Rewrite the rows from the line containing "of the stone" through the end of the rows, requests included, and output only those lines. Multiply every answer coordinate by 0.4 and round it to a whole number, with halves rounding up; the numbers in the requests and their samples stay as they are.

··· Supplied records

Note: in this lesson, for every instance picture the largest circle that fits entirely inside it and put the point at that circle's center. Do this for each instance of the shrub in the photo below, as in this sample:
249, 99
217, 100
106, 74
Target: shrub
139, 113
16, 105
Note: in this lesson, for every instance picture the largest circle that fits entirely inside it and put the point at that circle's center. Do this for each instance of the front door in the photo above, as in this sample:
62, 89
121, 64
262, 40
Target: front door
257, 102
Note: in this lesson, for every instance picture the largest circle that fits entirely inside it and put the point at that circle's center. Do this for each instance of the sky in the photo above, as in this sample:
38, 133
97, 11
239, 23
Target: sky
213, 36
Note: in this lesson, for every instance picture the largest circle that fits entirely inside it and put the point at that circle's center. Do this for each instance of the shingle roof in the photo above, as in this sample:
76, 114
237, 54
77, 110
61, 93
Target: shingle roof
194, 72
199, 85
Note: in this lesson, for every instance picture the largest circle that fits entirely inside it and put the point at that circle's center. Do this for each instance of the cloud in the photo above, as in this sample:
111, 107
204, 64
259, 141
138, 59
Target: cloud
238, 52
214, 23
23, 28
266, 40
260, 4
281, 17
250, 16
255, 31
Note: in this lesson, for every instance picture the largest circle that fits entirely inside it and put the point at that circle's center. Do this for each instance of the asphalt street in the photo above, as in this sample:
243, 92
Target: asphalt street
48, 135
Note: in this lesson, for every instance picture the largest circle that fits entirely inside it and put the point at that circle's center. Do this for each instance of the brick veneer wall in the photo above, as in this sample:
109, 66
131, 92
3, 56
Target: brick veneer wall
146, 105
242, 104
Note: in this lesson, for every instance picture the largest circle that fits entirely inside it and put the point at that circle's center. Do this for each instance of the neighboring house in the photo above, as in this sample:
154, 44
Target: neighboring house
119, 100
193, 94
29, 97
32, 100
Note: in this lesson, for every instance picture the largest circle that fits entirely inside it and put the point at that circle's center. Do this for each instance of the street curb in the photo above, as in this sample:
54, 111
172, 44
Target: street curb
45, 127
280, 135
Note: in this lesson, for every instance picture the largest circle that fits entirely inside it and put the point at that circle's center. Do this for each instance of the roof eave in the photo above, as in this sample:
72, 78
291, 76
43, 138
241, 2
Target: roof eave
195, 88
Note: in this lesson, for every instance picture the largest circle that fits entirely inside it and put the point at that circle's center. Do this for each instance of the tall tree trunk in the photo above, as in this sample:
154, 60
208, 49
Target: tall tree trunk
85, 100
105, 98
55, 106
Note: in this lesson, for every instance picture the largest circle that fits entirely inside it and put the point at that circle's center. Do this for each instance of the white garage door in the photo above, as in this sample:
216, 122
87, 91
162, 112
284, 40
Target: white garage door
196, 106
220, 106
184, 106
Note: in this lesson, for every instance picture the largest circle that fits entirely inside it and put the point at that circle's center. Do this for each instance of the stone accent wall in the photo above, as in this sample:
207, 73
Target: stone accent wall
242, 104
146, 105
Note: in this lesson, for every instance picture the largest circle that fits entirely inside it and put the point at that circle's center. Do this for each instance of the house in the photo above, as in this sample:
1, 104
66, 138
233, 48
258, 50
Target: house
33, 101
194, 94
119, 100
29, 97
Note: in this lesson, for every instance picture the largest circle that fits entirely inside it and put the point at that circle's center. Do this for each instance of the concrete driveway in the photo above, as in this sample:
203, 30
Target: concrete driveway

······

### Worked solution
Note: in this lesson, for every instance picture the largest circle that fits entirely inside it and put the point at that circle's center. Do this for each instance of the stone accent wall in the photo above, as in this sample:
207, 73
Target: stone accent wall
97, 42
58, 42
Note: in this lesson, for every instance picture the largest circle that fits entirely inside it and put the point at that circle's center. Do this for each instance of the house in the photo above, as in this sample:
1, 104
66, 138
233, 48
258, 50
Target: house
13, 40
78, 38
48, 40
12, 39
Note: in this lesson, for every instance picture the largest circle that fits entirely inside it and put the point at that circle's center. Do this for each instance of the concrete driveway in the photo above, as in this sample:
203, 30
Target: concrete driveway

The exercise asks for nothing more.